Stated task
Repeat the records from the beginning through the line containing "[319, 571, 682, 1040]", both ends included, and leave out the pictures.

Working data
_ _ _ _ _

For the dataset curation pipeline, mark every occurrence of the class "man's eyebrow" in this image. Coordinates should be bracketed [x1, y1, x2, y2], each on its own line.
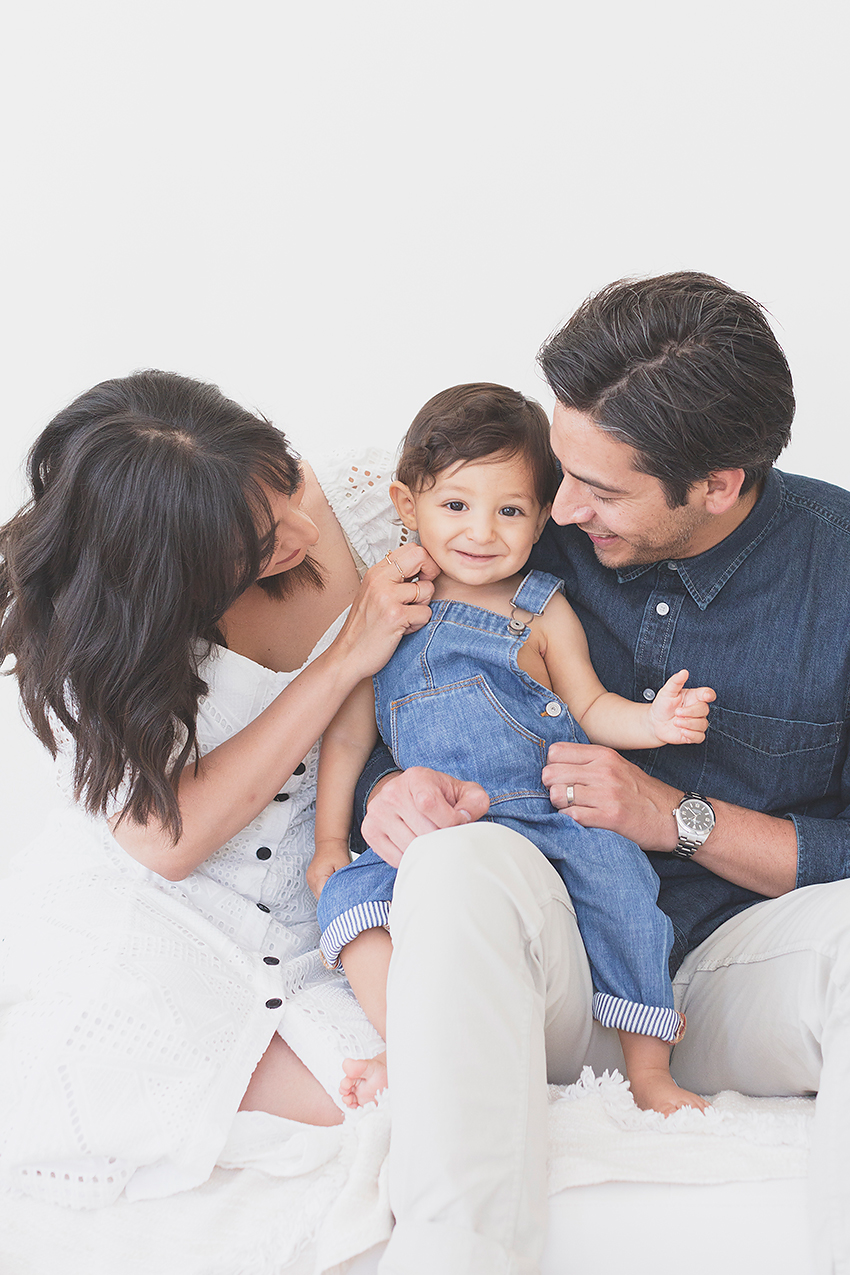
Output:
[566, 469, 627, 496]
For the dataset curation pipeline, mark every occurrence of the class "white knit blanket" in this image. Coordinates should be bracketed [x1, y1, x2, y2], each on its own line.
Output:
[0, 1068, 814, 1275]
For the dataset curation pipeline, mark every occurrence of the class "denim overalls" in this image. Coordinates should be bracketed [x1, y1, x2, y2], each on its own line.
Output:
[319, 571, 682, 1040]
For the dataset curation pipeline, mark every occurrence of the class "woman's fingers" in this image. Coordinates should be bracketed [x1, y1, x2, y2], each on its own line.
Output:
[362, 766, 489, 867]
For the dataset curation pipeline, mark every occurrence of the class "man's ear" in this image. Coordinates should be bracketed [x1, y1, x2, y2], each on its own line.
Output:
[390, 478, 417, 532]
[534, 504, 552, 544]
[705, 469, 744, 514]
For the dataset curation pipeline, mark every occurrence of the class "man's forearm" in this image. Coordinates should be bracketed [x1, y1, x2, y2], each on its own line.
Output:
[673, 793, 796, 899]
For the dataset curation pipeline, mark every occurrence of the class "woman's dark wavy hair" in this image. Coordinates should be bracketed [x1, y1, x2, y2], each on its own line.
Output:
[538, 270, 794, 507]
[0, 371, 301, 840]
[396, 381, 559, 506]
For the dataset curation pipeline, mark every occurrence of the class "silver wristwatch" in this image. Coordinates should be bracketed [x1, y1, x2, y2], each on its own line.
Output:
[672, 793, 715, 859]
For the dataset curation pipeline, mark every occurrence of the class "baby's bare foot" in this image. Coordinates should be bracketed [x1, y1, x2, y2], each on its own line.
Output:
[339, 1053, 386, 1107]
[628, 1071, 711, 1116]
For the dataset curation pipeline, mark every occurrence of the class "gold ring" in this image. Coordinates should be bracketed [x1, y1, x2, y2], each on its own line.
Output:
[384, 552, 407, 580]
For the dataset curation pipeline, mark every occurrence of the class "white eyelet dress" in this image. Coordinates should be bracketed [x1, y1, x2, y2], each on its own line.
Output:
[0, 451, 403, 1207]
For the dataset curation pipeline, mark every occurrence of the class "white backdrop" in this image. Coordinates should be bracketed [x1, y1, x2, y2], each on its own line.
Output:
[0, 0, 850, 848]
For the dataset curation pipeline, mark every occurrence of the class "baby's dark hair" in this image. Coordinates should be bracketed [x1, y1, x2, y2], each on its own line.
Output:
[396, 381, 559, 505]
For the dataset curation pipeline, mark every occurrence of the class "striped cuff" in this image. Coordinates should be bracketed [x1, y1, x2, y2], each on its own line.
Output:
[319, 899, 390, 969]
[593, 992, 684, 1044]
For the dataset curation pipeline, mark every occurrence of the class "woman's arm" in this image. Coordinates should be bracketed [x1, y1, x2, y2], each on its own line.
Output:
[307, 678, 377, 898]
[110, 544, 437, 881]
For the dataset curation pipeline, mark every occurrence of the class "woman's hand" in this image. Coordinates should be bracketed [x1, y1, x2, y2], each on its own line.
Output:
[334, 544, 440, 681]
[361, 766, 489, 868]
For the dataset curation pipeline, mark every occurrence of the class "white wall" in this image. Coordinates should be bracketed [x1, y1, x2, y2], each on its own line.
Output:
[0, 0, 850, 845]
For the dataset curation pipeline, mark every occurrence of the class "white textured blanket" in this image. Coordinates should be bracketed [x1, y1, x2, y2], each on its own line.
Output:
[0, 1068, 814, 1275]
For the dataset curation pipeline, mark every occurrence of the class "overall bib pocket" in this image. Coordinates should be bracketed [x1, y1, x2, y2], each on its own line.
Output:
[387, 674, 548, 801]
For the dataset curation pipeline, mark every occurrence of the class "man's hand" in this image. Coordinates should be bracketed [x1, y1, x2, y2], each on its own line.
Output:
[361, 766, 489, 868]
[543, 743, 682, 850]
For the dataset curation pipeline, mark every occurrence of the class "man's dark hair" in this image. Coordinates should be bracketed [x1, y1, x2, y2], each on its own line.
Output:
[538, 270, 794, 506]
[396, 381, 558, 505]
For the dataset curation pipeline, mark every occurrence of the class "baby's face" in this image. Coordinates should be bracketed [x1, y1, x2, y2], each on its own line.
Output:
[403, 456, 548, 585]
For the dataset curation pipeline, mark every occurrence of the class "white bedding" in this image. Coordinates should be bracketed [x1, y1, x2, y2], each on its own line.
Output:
[0, 1070, 814, 1275]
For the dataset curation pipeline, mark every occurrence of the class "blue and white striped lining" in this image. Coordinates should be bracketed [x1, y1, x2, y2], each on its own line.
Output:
[319, 899, 390, 969]
[593, 992, 684, 1044]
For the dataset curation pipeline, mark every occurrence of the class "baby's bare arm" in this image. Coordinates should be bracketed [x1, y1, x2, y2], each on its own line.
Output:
[534, 594, 715, 750]
[307, 678, 377, 898]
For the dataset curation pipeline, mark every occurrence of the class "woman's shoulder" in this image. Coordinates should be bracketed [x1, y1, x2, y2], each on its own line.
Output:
[312, 448, 410, 566]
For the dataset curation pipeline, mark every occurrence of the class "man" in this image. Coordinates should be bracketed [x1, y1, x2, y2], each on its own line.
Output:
[363, 273, 850, 1275]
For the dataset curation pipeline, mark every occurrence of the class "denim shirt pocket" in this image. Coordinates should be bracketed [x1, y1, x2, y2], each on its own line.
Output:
[700, 704, 844, 812]
[390, 674, 548, 801]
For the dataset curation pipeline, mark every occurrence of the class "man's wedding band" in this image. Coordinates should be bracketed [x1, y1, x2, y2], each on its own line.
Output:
[384, 553, 407, 580]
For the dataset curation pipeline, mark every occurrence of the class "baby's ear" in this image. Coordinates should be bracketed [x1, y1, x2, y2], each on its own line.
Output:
[534, 505, 552, 544]
[390, 478, 417, 532]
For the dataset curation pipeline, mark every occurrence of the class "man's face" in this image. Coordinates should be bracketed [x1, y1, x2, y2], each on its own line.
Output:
[552, 403, 717, 567]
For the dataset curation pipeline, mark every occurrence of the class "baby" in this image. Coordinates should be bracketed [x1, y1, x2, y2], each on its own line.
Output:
[307, 384, 715, 1114]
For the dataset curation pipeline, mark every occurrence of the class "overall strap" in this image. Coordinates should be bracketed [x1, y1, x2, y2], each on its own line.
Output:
[511, 571, 563, 616]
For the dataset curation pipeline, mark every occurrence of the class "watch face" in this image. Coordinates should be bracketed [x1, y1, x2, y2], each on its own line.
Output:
[679, 797, 714, 835]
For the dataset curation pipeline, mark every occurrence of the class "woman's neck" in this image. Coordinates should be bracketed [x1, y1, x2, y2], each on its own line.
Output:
[222, 464, 359, 673]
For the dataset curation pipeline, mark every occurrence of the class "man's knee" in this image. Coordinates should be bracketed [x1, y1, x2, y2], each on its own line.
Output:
[395, 822, 571, 907]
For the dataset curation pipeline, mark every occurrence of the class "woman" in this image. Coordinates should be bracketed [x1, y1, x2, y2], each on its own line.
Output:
[0, 372, 433, 1206]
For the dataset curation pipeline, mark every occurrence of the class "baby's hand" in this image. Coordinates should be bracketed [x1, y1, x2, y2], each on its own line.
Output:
[650, 668, 716, 743]
[307, 842, 350, 898]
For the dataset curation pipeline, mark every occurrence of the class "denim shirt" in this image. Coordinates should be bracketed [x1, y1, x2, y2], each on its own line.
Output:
[354, 469, 850, 964]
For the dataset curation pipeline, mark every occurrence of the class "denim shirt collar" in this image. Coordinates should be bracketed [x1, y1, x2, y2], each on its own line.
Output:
[617, 469, 785, 611]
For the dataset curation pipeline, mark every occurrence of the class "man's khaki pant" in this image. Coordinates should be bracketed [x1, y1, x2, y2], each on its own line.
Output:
[378, 824, 850, 1275]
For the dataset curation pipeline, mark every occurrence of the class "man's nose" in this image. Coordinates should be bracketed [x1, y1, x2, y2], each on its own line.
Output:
[552, 474, 593, 527]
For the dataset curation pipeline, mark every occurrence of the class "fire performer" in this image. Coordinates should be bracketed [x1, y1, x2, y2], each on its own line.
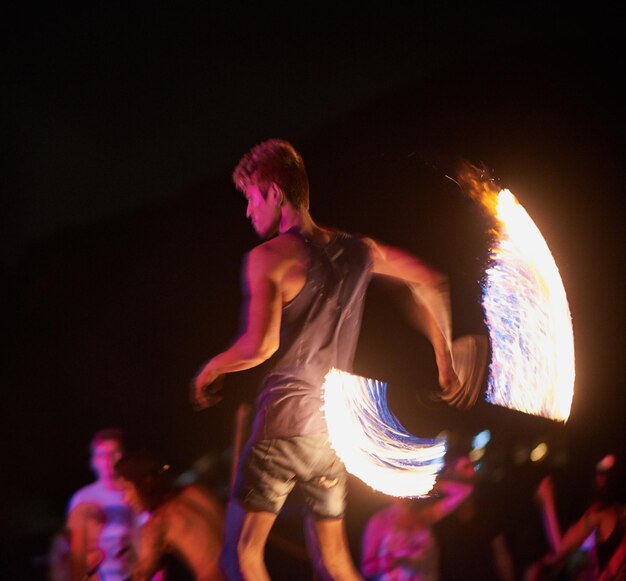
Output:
[192, 139, 460, 580]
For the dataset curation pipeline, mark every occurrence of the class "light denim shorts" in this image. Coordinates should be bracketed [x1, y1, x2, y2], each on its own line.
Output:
[234, 434, 347, 518]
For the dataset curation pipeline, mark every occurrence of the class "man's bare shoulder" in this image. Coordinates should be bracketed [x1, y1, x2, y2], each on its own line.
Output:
[247, 233, 305, 268]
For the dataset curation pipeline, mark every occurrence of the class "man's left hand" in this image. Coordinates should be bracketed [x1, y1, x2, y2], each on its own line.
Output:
[190, 364, 223, 411]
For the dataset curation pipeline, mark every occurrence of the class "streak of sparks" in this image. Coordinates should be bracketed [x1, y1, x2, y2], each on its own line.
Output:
[477, 186, 575, 422]
[322, 369, 446, 497]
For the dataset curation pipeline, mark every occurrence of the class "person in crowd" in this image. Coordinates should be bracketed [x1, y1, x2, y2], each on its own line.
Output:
[115, 451, 224, 581]
[61, 428, 138, 581]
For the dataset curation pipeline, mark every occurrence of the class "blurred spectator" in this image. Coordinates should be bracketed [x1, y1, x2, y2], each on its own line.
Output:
[361, 456, 472, 581]
[64, 428, 137, 581]
[115, 452, 224, 581]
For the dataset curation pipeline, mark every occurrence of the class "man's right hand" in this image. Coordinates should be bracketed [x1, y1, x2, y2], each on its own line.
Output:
[190, 364, 224, 411]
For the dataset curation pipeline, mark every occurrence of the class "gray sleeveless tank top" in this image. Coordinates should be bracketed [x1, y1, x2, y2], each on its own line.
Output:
[251, 232, 371, 441]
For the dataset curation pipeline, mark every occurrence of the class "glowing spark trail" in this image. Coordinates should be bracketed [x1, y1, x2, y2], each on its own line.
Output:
[460, 170, 575, 421]
[322, 369, 446, 497]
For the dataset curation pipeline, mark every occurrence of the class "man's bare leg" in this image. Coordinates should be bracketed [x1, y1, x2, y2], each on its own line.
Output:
[315, 518, 363, 581]
[220, 499, 276, 581]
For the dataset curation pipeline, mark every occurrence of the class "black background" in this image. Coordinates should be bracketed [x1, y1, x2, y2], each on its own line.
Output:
[0, 3, 625, 579]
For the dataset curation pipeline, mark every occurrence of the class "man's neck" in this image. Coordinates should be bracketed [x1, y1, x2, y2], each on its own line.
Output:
[278, 205, 329, 244]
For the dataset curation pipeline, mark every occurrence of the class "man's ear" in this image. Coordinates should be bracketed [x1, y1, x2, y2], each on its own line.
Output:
[268, 183, 285, 208]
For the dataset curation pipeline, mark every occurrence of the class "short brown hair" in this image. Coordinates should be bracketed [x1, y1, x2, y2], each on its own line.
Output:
[233, 139, 309, 210]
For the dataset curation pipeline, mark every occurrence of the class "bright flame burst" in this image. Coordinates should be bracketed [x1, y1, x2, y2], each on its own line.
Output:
[322, 369, 446, 497]
[474, 183, 575, 422]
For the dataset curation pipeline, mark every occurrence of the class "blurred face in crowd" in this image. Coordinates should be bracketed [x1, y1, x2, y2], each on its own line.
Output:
[91, 440, 122, 483]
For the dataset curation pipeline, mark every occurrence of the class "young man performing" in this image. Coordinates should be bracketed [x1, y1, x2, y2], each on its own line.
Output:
[192, 139, 466, 580]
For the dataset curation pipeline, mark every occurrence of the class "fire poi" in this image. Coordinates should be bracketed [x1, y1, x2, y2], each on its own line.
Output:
[323, 161, 575, 497]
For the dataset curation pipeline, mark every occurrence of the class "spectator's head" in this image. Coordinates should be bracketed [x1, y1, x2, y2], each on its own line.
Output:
[89, 428, 124, 484]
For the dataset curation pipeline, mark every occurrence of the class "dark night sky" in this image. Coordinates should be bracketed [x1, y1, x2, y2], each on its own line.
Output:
[0, 3, 625, 578]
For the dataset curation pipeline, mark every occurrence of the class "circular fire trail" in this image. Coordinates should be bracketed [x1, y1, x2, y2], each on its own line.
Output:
[322, 369, 446, 497]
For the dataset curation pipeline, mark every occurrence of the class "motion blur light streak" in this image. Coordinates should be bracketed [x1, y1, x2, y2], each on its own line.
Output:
[459, 163, 575, 422]
[322, 369, 446, 497]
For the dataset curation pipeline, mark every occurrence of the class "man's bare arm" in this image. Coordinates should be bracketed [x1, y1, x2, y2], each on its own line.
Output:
[193, 246, 282, 409]
[366, 239, 457, 390]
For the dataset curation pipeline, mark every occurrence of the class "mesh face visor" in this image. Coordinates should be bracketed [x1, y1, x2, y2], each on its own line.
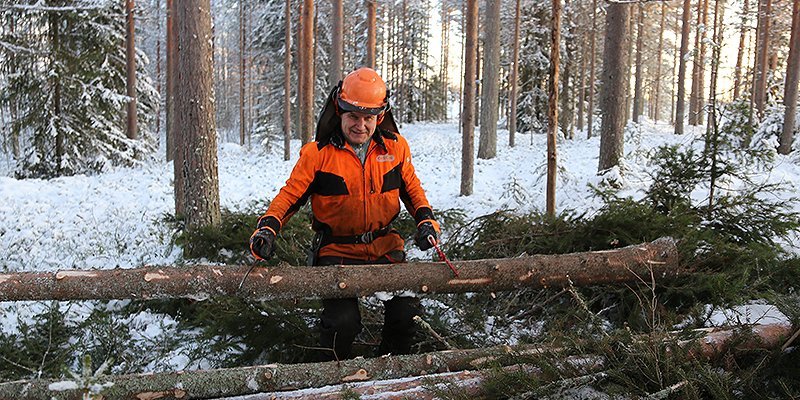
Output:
[336, 96, 388, 115]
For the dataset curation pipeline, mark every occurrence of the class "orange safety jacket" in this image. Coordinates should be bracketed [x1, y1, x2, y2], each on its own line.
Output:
[258, 128, 438, 260]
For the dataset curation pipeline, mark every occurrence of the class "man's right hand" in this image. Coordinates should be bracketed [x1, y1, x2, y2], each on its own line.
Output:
[250, 227, 275, 260]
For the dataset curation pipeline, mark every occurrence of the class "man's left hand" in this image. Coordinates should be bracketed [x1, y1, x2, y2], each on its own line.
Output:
[414, 219, 439, 251]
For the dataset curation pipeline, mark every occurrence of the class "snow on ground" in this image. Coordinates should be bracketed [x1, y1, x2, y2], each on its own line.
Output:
[0, 122, 800, 376]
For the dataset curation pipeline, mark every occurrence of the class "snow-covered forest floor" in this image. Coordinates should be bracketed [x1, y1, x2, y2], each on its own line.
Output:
[0, 117, 800, 382]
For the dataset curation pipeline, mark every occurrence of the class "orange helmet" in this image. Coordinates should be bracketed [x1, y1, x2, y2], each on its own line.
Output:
[336, 67, 389, 115]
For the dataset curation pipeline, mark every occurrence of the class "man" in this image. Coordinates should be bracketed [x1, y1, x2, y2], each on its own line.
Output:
[250, 68, 439, 360]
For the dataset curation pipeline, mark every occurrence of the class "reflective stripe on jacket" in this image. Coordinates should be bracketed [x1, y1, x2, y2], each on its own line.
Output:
[259, 130, 433, 260]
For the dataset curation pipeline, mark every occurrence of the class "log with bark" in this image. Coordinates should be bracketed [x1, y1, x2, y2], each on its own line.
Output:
[0, 324, 793, 400]
[0, 238, 682, 301]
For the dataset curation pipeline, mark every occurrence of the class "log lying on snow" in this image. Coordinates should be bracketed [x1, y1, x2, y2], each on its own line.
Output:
[0, 238, 679, 301]
[0, 324, 792, 400]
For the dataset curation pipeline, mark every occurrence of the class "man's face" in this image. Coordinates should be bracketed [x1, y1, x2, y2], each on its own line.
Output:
[342, 112, 378, 145]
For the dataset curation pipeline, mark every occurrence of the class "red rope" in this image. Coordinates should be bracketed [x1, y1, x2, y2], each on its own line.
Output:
[428, 235, 458, 277]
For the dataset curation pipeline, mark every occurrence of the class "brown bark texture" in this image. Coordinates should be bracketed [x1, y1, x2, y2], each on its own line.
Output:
[125, 0, 139, 139]
[597, 3, 630, 172]
[675, 0, 692, 135]
[175, 0, 222, 229]
[778, 0, 800, 154]
[633, 3, 644, 122]
[478, 0, 502, 159]
[328, 0, 344, 87]
[586, 0, 597, 139]
[283, 0, 292, 161]
[545, 0, 561, 217]
[753, 0, 772, 118]
[0, 324, 793, 400]
[298, 0, 314, 144]
[461, 0, 478, 196]
[367, 0, 378, 69]
[0, 238, 682, 301]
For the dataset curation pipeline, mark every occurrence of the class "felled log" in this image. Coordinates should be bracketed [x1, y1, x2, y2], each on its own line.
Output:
[0, 238, 679, 301]
[0, 324, 792, 400]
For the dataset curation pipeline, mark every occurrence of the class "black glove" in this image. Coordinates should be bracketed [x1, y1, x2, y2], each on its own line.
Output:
[250, 228, 275, 260]
[414, 220, 439, 250]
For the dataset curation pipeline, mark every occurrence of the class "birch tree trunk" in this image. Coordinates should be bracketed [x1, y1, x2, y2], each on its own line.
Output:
[478, 0, 502, 159]
[675, 0, 692, 135]
[778, 0, 800, 154]
[597, 0, 632, 173]
[0, 238, 680, 301]
[461, 0, 478, 196]
[633, 3, 644, 122]
[298, 0, 314, 144]
[283, 0, 292, 161]
[546, 0, 561, 217]
[328, 0, 344, 87]
[125, 0, 139, 139]
[175, 0, 222, 229]
[586, 0, 597, 139]
[733, 0, 750, 100]
[653, 3, 667, 121]
[366, 0, 378, 69]
[752, 0, 772, 118]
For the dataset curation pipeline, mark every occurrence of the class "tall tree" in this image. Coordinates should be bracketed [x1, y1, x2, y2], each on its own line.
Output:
[733, 0, 750, 100]
[675, 0, 692, 135]
[298, 0, 314, 144]
[125, 0, 139, 139]
[545, 0, 561, 217]
[239, 0, 247, 146]
[752, 0, 772, 118]
[165, 0, 174, 162]
[508, 0, 520, 147]
[653, 3, 667, 121]
[633, 3, 644, 122]
[778, 0, 800, 154]
[461, 0, 478, 196]
[328, 0, 344, 87]
[597, 0, 628, 173]
[478, 0, 502, 159]
[366, 0, 378, 69]
[175, 0, 221, 229]
[283, 0, 292, 161]
[586, 0, 597, 139]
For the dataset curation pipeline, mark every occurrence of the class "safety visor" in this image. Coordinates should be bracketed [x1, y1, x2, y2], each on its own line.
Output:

_ _ _ _ _

Worked answer
For the dataset curation pipeline, mark every occurrence of the class "man's eyebrow" in this image. Coordinates should be bracketed [x1, y1, x2, y2], each on its own line.
Output:
[566, 469, 627, 496]
For the dataset curation pipeline, mark every occurrence of the class "white knit blanket" in this image. Coordinates should be bracketed [x1, y1, x2, y2], each on its own line.
Output:
[0, 1068, 814, 1275]
For the dataset curation pipeline, mark every occurrence of the class "denim overalls" in this image. Coordinates should be bracketed [x1, y1, x2, y2], each on its own line.
Output:
[319, 571, 682, 1040]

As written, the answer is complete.